Items from a dataset
= = =
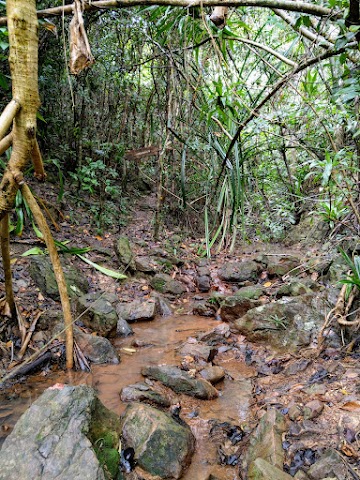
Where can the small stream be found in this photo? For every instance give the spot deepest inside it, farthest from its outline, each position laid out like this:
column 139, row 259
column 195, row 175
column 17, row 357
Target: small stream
column 157, row 342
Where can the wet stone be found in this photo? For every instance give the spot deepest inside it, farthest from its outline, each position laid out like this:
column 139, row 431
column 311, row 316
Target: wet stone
column 180, row 381
column 123, row 329
column 163, row 447
column 141, row 392
column 238, row 272
column 60, row 426
column 203, row 283
column 198, row 351
column 98, row 313
column 260, row 469
column 213, row 374
column 42, row 273
column 137, row 311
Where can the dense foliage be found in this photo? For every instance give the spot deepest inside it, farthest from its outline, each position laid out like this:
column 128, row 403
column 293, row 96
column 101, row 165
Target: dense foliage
column 167, row 77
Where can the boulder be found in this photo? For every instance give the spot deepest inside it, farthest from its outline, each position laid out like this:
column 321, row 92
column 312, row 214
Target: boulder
column 164, row 283
column 42, row 273
column 289, row 323
column 96, row 349
column 125, row 254
column 137, row 311
column 123, row 329
column 97, row 312
column 262, row 470
column 180, row 381
column 213, row 374
column 251, row 292
column 235, row 306
column 198, row 350
column 282, row 265
column 266, row 440
column 238, row 272
column 66, row 434
column 141, row 392
column 163, row 447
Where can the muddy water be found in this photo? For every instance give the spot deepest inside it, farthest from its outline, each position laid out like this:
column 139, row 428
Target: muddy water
column 157, row 343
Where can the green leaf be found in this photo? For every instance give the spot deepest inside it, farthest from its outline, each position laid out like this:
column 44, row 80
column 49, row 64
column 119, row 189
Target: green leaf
column 105, row 271
column 33, row 251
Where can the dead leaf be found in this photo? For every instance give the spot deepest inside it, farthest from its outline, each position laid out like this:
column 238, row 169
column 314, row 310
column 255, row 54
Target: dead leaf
column 351, row 406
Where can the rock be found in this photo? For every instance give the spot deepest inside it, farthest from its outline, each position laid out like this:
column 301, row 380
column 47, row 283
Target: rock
column 213, row 374
column 313, row 409
column 166, row 284
column 262, row 470
column 288, row 324
column 96, row 349
column 216, row 335
column 251, row 292
column 198, row 351
column 97, row 311
column 180, row 381
column 239, row 272
column 330, row 465
column 281, row 266
column 125, row 254
column 57, row 436
column 266, row 440
column 293, row 288
column 42, row 273
column 123, row 329
column 137, row 311
column 163, row 306
column 141, row 392
column 162, row 446
column 203, row 283
column 204, row 309
column 235, row 307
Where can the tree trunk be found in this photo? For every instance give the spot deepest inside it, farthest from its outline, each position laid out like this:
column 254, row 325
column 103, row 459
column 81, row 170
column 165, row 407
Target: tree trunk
column 23, row 60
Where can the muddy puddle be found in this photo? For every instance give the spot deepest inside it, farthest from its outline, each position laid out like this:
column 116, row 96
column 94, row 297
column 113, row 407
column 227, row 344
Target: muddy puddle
column 156, row 343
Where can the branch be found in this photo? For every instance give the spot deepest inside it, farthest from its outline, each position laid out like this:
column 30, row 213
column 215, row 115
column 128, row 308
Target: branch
column 8, row 116
column 291, row 6
column 278, row 85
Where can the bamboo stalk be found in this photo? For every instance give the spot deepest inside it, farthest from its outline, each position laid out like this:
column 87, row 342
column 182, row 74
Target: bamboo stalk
column 8, row 116
column 5, row 252
column 58, row 271
column 5, row 143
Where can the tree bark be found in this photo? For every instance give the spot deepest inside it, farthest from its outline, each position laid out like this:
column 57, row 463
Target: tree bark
column 23, row 60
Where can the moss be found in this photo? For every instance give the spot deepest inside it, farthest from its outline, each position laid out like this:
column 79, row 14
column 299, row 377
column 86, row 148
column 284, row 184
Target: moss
column 109, row 459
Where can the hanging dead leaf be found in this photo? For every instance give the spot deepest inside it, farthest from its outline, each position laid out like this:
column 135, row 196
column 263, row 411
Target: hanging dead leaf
column 80, row 53
column 351, row 406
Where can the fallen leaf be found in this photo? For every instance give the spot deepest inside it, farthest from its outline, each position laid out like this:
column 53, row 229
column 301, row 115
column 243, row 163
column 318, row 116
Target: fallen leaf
column 350, row 406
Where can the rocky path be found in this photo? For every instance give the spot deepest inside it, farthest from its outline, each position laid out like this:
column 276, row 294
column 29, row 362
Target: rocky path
column 228, row 346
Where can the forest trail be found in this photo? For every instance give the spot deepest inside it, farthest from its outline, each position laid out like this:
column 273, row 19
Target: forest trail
column 313, row 389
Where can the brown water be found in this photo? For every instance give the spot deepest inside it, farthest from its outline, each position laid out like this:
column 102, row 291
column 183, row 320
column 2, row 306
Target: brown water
column 160, row 339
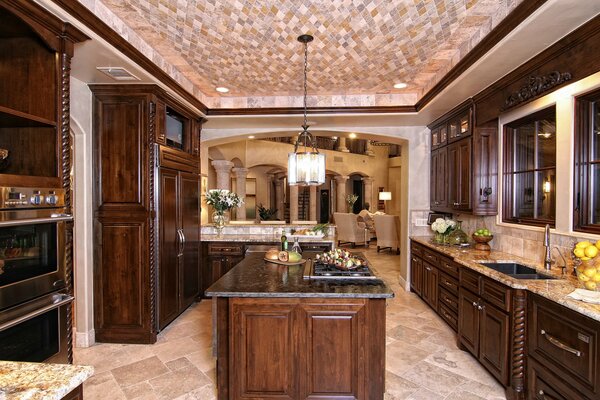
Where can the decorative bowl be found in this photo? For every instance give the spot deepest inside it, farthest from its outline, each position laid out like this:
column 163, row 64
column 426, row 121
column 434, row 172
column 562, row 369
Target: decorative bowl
column 481, row 242
column 588, row 274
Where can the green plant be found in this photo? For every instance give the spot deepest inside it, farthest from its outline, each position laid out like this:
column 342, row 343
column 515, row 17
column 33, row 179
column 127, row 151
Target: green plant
column 266, row 214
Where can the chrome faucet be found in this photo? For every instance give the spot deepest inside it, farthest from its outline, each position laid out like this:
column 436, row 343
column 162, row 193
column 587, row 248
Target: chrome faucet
column 548, row 257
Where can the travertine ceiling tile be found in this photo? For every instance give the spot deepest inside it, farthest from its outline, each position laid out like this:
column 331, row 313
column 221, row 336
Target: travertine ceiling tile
column 361, row 47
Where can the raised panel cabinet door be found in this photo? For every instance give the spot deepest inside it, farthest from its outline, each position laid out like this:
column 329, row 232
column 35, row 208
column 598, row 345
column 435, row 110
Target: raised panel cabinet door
column 430, row 285
column 333, row 351
column 168, row 303
column 468, row 321
column 416, row 274
column 494, row 337
column 189, row 206
column 263, row 343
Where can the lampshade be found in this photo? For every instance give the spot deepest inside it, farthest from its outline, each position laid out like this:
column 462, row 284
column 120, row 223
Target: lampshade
column 385, row 195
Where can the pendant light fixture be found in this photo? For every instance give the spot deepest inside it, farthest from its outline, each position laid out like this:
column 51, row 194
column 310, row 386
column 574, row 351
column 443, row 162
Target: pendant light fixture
column 306, row 167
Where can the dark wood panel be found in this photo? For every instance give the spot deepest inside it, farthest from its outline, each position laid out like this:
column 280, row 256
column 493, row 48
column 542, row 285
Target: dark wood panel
column 170, row 257
column 494, row 342
column 189, row 206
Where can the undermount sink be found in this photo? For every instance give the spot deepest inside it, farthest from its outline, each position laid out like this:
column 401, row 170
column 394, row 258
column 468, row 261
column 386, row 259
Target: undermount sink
column 516, row 270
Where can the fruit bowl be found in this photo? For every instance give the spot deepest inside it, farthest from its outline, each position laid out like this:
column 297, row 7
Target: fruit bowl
column 588, row 274
column 481, row 242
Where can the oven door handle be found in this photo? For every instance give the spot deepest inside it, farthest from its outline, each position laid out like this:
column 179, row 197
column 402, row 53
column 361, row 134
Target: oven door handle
column 29, row 221
column 64, row 299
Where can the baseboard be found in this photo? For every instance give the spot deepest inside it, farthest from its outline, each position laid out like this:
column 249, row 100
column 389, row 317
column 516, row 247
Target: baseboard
column 85, row 339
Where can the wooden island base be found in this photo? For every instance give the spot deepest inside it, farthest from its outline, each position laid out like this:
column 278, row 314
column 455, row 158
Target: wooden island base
column 300, row 348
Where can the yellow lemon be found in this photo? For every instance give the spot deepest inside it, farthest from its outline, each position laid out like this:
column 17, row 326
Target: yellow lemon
column 591, row 251
column 579, row 252
column 582, row 277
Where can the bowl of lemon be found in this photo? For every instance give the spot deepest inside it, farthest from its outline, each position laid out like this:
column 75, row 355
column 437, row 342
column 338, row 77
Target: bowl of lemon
column 588, row 269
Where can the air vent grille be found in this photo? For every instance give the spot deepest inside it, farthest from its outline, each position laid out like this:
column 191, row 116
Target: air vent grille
column 118, row 73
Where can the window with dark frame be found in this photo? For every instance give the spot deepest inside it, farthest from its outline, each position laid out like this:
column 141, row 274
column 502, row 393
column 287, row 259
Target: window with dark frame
column 586, row 213
column 529, row 169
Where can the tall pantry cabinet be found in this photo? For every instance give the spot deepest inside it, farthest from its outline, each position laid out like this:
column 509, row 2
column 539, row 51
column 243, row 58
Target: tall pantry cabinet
column 146, row 211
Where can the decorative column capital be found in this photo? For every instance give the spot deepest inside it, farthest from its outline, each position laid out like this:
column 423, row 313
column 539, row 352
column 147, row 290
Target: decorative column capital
column 240, row 172
column 222, row 165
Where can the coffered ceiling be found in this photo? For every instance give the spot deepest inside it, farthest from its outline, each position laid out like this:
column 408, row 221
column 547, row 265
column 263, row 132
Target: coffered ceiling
column 361, row 47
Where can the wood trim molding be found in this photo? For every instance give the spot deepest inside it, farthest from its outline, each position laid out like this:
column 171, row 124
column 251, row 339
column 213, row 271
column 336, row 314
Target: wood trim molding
column 89, row 19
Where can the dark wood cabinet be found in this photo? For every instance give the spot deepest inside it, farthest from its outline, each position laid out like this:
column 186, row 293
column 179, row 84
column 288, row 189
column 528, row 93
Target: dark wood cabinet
column 302, row 348
column 564, row 347
column 463, row 174
column 146, row 221
column 179, row 220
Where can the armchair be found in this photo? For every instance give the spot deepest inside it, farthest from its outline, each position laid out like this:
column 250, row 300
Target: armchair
column 349, row 230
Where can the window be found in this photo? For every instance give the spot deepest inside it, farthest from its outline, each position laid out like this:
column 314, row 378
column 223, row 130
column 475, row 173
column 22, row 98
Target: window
column 587, row 164
column 529, row 169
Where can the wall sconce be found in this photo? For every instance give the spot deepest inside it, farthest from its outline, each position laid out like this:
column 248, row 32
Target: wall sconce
column 546, row 186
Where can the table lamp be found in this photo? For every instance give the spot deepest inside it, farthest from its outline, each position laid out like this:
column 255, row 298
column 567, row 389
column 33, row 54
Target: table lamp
column 385, row 196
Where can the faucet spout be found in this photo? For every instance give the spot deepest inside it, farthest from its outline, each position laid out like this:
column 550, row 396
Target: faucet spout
column 548, row 257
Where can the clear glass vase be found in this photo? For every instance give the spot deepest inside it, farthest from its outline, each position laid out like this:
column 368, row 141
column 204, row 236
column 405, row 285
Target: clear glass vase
column 219, row 222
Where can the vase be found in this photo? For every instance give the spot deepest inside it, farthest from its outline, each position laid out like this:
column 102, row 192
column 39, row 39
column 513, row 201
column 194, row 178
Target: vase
column 219, row 222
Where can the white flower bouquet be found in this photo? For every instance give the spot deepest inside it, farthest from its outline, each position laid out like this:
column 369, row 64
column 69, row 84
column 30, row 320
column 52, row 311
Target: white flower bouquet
column 223, row 200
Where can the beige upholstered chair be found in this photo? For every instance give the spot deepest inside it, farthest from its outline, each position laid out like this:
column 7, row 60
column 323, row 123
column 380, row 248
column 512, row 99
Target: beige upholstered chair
column 388, row 232
column 349, row 230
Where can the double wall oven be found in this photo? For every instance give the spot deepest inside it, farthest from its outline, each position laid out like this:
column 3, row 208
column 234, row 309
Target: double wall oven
column 34, row 304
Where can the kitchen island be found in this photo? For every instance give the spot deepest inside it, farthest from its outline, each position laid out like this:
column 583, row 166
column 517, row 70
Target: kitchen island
column 279, row 335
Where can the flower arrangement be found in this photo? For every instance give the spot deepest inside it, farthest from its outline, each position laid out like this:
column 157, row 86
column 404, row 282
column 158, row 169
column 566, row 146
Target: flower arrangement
column 351, row 199
column 442, row 228
column 222, row 200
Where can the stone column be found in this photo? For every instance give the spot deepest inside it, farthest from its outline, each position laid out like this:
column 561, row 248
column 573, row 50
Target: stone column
column 279, row 198
column 368, row 191
column 341, row 192
column 293, row 203
column 223, row 168
column 240, row 189
column 369, row 149
column 312, row 201
column 342, row 145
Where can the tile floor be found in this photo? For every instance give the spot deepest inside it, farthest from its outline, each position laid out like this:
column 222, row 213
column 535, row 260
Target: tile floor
column 423, row 361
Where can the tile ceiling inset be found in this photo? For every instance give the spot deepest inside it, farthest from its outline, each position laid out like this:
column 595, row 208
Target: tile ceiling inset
column 361, row 47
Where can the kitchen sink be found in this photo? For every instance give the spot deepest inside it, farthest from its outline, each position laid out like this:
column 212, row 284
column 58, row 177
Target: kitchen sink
column 516, row 270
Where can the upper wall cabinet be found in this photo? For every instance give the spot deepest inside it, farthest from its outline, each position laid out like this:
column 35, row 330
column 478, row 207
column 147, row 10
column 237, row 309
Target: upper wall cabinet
column 35, row 56
column 464, row 176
= = =
_PROBLEM STATEMENT:_ Only the lines above from the line containing "Target: clear glass vase" through the line containing "column 512, row 99" should be retyped, exactly and with both ends included.

_TASK SOLUTION:_
Target: clear glass vase
column 219, row 222
Where can the vase be found in this photo? For every instance give the spot deepest inside it, farthest from its outline, each position laid out like this:
column 102, row 192
column 39, row 39
column 513, row 201
column 194, row 178
Target: vase
column 219, row 222
Where can the white flower bouquet be found in this photo? For every instance give the spot deepest inside it, farthest from its outline, each position laid out like this:
column 369, row 64
column 69, row 84
column 30, row 320
column 52, row 311
Target: white flower bouquet
column 223, row 200
Where can the beige upholstered chair be found in this photo? For every instance give the spot deepest inside it, farthest from its outline, each position laid out like this:
column 7, row 60
column 323, row 123
column 380, row 248
column 512, row 99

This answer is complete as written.